▸ Exercise requirements
Go through the records below and return each line that has "opening" in it.

Stored data entries
───

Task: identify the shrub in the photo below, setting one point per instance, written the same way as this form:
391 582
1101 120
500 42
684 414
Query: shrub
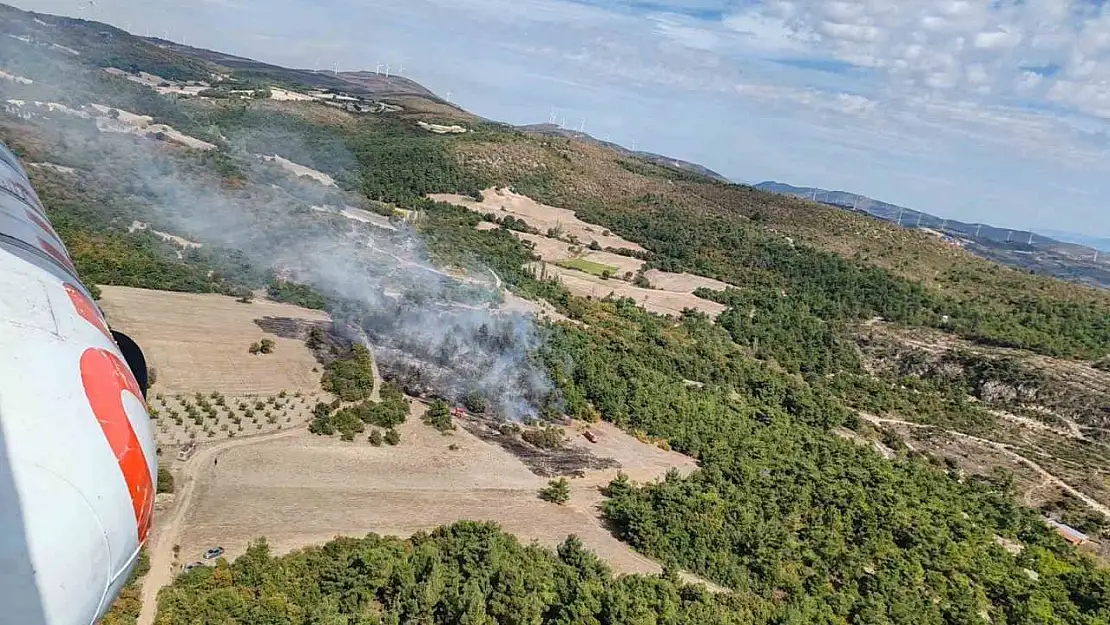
392 436
556 492
164 480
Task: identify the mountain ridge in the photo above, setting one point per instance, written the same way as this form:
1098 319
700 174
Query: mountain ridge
1020 249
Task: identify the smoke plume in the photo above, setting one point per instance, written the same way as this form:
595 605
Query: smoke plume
437 332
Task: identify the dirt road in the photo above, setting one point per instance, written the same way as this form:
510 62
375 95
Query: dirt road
1008 450
165 534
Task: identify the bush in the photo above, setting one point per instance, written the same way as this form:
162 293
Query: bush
392 436
476 402
556 492
439 416
164 480
351 377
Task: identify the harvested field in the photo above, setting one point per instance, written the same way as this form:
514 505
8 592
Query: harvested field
199 342
589 266
683 282
553 250
663 302
299 170
302 490
542 217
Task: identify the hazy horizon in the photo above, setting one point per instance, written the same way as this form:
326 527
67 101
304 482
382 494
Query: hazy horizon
997 113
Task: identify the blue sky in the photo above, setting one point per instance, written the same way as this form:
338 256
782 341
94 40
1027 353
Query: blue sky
995 111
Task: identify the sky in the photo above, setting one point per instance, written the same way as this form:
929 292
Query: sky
986 110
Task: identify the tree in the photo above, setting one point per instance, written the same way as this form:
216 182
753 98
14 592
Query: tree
439 415
475 401
557 491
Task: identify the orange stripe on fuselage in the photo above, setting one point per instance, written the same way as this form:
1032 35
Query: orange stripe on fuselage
87 309
106 377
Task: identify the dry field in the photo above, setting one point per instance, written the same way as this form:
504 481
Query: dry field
504 202
669 294
198 343
663 302
683 282
553 250
301 490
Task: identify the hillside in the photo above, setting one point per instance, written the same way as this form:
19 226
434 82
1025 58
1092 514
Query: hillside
1075 259
883 423
680 165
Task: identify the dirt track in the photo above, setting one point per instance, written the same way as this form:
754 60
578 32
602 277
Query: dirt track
299 490
199 342
504 202
168 531
663 302
1009 452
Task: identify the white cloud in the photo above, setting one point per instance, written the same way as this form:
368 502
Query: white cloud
1010 96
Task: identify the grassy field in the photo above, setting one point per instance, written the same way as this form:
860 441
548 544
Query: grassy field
588 266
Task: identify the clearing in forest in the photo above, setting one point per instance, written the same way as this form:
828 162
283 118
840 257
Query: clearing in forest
589 266
543 218
300 490
199 342
662 302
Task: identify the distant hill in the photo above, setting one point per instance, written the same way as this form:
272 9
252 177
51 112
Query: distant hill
366 83
661 160
1097 242
1070 259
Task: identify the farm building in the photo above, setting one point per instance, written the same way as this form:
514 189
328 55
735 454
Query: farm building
1069 533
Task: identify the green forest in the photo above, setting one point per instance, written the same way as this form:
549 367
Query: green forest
467 573
801 525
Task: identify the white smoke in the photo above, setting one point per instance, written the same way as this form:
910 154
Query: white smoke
440 332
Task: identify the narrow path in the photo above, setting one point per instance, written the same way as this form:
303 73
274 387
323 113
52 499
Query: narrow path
375 395
161 547
1008 450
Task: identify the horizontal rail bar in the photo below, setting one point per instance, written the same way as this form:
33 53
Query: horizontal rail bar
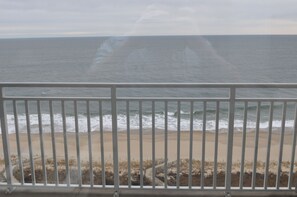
150 85
149 99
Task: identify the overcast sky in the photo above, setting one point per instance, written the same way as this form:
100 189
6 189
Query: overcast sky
52 18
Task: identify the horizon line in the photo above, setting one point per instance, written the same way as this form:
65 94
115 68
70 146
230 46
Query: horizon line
152 35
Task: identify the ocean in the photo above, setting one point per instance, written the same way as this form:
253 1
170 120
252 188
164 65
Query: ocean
146 59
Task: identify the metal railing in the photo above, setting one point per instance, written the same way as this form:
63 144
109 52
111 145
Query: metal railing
204 106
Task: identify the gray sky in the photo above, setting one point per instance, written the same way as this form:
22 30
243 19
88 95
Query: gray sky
51 18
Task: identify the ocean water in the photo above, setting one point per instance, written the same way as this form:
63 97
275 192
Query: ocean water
181 59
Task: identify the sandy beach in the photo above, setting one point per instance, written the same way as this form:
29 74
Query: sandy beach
159 155
159 145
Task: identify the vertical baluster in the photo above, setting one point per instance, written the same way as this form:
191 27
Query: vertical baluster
16 124
243 145
115 139
291 174
280 158
216 145
128 143
203 146
190 181
268 146
65 143
166 144
53 141
30 142
256 146
153 146
90 144
77 144
230 140
41 143
102 144
5 140
140 144
178 146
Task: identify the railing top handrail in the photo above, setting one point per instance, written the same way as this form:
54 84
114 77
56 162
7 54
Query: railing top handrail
147 85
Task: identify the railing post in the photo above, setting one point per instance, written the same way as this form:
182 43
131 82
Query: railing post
115 139
5 141
230 141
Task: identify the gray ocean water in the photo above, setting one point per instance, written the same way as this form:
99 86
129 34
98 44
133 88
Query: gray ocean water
197 59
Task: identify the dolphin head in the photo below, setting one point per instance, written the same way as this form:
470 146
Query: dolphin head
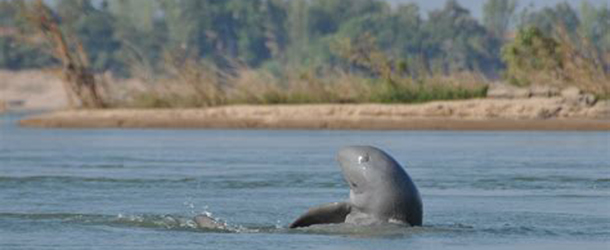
378 183
367 170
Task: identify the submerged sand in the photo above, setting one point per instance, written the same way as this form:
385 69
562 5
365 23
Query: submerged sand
476 114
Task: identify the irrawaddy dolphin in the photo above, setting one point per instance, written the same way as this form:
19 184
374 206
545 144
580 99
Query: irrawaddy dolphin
380 191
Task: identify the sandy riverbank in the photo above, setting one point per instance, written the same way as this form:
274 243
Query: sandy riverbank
478 114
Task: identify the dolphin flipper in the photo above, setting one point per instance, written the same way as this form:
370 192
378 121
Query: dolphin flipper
325 214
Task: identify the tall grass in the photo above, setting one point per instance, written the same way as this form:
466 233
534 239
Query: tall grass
247 86
560 59
192 83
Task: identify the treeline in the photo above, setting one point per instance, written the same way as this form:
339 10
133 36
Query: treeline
209 43
274 34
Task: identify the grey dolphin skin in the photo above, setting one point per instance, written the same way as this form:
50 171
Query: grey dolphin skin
380 191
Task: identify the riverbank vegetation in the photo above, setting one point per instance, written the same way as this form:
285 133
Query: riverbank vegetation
207 53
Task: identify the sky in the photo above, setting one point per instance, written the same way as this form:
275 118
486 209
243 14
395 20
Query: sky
476 6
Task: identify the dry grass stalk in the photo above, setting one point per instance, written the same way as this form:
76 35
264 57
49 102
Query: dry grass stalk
79 82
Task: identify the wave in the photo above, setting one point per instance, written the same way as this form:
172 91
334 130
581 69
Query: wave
165 222
73 179
221 182
384 230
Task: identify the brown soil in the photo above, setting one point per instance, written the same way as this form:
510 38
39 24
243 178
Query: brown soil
456 115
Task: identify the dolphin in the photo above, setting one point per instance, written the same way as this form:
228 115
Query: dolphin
380 192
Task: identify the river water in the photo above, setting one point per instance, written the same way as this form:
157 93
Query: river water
139 189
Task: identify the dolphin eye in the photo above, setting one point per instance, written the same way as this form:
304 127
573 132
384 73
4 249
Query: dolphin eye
363 159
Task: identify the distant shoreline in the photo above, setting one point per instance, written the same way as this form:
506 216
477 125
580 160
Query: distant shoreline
477 114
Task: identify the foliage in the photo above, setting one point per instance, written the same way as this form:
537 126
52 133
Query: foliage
536 58
297 50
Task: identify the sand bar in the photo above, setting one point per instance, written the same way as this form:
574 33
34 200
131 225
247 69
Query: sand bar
478 114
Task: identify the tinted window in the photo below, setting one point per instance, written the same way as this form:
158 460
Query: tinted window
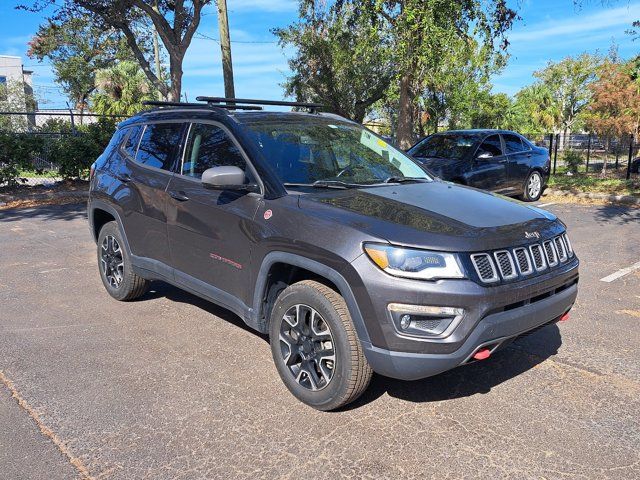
491 145
158 144
209 146
448 146
133 138
513 143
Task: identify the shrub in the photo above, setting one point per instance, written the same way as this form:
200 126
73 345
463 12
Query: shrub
572 160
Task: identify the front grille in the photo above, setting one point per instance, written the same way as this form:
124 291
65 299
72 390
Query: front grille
510 264
550 252
484 267
505 264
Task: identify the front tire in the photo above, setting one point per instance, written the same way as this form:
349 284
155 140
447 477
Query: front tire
315 347
114 264
533 187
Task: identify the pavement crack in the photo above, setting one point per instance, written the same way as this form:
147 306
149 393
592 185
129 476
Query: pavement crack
44 429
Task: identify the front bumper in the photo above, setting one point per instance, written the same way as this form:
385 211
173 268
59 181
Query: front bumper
492 316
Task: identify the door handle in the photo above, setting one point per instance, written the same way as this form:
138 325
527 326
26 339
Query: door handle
180 196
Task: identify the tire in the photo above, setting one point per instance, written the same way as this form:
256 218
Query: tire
322 377
533 187
114 265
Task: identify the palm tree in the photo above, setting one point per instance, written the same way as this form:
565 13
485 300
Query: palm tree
121 89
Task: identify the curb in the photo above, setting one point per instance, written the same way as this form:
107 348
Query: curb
81 194
595 196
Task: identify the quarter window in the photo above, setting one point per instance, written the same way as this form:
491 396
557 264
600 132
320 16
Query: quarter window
491 145
209 146
513 143
158 144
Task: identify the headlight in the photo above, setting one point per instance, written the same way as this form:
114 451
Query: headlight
412 263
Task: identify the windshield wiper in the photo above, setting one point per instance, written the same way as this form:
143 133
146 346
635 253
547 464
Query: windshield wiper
324 184
399 179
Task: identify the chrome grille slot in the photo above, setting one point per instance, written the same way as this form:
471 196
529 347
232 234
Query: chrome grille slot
561 249
522 259
550 252
538 257
484 267
505 264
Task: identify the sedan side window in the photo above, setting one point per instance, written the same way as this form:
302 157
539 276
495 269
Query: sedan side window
490 147
158 144
513 143
209 146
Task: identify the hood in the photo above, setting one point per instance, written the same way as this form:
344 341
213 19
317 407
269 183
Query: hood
447 169
435 215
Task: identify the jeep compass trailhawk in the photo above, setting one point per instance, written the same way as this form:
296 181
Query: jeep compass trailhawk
350 255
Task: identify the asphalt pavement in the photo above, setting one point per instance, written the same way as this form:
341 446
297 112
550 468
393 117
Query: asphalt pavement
171 386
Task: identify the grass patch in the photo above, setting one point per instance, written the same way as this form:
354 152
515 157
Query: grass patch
594 183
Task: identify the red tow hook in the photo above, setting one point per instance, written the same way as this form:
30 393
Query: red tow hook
482 354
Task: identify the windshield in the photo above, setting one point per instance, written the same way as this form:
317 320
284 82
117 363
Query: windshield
327 150
448 146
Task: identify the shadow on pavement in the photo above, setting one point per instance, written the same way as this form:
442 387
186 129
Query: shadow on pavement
464 381
46 212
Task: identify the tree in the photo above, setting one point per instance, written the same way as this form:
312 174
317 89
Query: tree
121 89
176 21
425 37
568 83
342 59
615 105
77 49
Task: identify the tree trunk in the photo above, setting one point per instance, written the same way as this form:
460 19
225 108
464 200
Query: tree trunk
405 113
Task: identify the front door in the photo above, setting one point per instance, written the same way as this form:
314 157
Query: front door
489 170
211 231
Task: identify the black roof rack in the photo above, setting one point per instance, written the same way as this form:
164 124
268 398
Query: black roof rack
157 103
233 102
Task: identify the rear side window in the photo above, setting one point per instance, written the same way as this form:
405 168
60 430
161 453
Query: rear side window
491 145
209 146
158 144
513 143
133 138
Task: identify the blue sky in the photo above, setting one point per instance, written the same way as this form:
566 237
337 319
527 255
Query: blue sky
548 30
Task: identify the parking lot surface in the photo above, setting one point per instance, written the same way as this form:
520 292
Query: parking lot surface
171 386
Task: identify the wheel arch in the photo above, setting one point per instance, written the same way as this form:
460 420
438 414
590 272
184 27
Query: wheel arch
280 269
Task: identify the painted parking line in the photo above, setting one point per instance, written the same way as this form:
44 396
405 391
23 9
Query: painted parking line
620 273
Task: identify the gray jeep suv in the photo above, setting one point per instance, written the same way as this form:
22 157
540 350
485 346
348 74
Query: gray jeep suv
349 254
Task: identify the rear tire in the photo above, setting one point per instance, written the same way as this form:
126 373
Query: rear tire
533 187
315 347
114 264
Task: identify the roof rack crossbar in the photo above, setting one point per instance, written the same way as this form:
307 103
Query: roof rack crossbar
218 101
157 103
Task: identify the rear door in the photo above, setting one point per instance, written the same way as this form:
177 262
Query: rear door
518 161
211 232
147 175
489 170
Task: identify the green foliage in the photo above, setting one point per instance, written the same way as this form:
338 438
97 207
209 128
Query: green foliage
573 160
121 89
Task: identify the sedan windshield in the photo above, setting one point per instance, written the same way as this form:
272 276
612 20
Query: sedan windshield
330 153
447 146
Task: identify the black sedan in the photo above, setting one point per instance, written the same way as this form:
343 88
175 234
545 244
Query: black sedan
497 160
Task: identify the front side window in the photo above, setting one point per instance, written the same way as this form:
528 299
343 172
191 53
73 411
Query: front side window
158 144
513 143
490 147
325 149
209 146
445 146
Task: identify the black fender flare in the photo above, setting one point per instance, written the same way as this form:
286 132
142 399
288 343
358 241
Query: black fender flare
319 269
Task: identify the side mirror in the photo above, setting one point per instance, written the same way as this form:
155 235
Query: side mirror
226 178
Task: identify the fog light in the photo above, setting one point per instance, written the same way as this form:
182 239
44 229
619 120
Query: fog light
425 320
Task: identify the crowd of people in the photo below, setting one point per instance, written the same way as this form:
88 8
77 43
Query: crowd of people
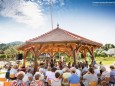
53 73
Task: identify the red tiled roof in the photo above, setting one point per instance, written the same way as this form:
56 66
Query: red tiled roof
60 35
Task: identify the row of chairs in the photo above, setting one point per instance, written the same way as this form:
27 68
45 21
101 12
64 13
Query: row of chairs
4 81
78 84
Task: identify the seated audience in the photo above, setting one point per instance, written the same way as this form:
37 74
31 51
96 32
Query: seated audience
90 76
56 81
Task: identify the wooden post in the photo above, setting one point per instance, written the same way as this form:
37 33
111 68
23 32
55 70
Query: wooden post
74 56
25 55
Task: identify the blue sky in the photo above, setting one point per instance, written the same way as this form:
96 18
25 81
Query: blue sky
21 20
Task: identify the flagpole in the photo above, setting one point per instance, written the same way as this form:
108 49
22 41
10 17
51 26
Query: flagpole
51 14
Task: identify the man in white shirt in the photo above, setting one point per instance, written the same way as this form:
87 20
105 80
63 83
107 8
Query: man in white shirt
28 76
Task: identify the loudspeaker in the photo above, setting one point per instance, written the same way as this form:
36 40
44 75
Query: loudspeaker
20 57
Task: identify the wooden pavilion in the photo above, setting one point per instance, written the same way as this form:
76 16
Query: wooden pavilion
59 40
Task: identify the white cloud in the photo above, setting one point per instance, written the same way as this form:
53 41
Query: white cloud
26 12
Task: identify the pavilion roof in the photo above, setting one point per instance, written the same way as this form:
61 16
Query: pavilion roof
60 35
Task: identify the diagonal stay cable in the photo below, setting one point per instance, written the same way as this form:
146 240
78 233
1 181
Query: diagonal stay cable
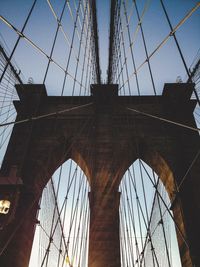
19 37
182 21
45 115
164 120
36 47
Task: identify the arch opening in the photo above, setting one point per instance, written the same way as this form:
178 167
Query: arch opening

───

▸ Response box
Task: identify the arch opening in the photo above, setting one point per instance, written the same way as this form:
Query: arch opening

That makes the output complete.